== Material provided ==
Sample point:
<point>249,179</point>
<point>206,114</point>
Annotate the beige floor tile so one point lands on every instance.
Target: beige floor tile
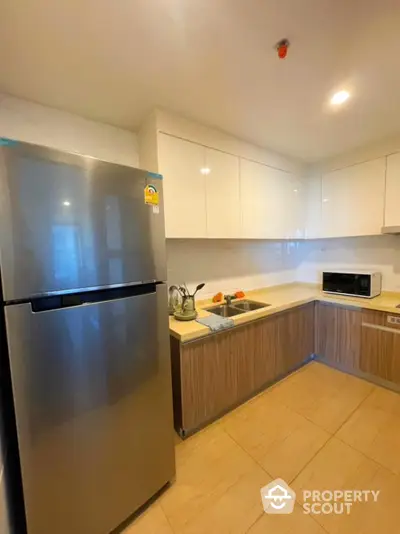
===
[Goal]
Copy the material above word for word, with every line in its original order, and leave out the pictures.

[Correct result]
Sample point:
<point>249,179</point>
<point>206,114</point>
Annotate the beige floor tile so one point lands on every instance.
Target: beige floor tile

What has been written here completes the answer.